• The request:
Pick out each line in the records below that contains the word "brown", and copy those lines.

# Start of Data lines

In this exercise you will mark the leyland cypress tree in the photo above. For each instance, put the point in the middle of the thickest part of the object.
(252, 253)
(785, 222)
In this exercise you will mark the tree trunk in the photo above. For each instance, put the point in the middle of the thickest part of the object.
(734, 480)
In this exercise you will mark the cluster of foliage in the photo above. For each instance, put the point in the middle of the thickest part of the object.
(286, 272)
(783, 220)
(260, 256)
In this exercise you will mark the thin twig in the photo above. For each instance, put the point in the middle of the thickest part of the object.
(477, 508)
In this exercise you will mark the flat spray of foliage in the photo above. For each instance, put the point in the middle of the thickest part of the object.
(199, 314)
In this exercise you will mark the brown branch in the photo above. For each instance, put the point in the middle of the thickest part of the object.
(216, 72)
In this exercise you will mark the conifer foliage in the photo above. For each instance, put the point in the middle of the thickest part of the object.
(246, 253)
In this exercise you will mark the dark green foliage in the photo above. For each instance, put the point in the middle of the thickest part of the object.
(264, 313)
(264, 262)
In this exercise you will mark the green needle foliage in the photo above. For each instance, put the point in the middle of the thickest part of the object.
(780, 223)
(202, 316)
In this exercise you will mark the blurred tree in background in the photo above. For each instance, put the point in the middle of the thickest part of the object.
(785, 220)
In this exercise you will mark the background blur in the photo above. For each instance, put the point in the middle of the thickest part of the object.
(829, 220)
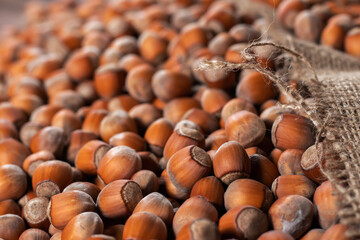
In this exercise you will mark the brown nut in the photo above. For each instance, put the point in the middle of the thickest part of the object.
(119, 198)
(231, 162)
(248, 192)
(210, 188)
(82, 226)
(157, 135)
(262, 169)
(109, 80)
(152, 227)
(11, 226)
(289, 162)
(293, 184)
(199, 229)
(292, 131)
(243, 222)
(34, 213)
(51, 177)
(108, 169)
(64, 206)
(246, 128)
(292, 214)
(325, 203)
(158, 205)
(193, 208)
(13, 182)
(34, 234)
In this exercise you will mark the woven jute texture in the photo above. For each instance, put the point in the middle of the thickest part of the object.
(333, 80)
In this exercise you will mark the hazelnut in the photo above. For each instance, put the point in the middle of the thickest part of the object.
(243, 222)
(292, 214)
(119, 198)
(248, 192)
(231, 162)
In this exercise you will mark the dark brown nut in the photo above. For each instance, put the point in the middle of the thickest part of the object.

# End of Data lines
# Start of Data lines

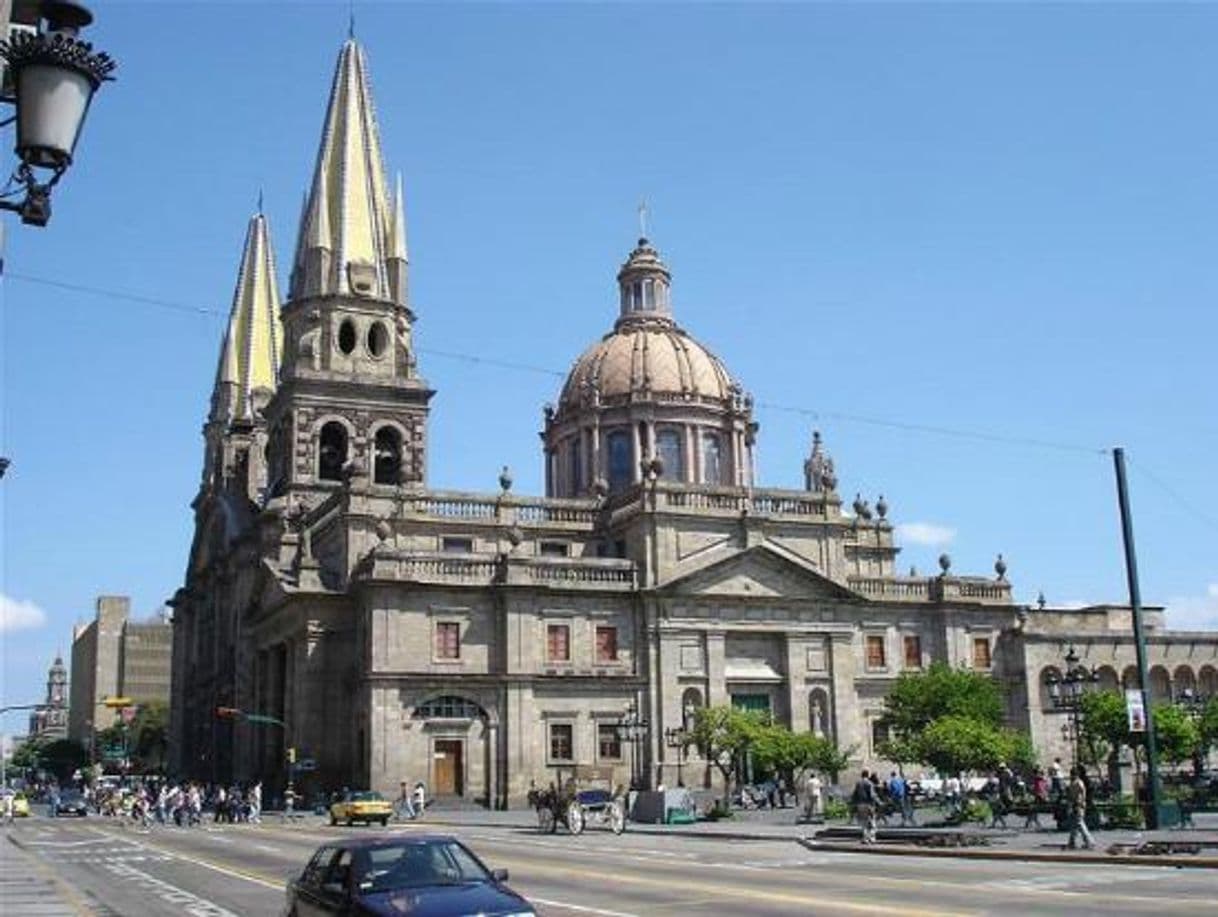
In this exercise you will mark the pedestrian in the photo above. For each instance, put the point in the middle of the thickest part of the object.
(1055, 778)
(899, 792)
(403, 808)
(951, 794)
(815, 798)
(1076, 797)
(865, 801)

# End of Data lines

• Complete output:
In this exercise you will mark the brown branch in the photo above. For each instance, put the point in the middle of the thickest part of the object.
In this exercise you will mark the brown nut in the photo above. For each instance, put the point in the middle of the thickest part of the object.
In this exercise you will mark the dark brown nut in the photo above. For each instance, put the point in the middle of the thickest part of the object.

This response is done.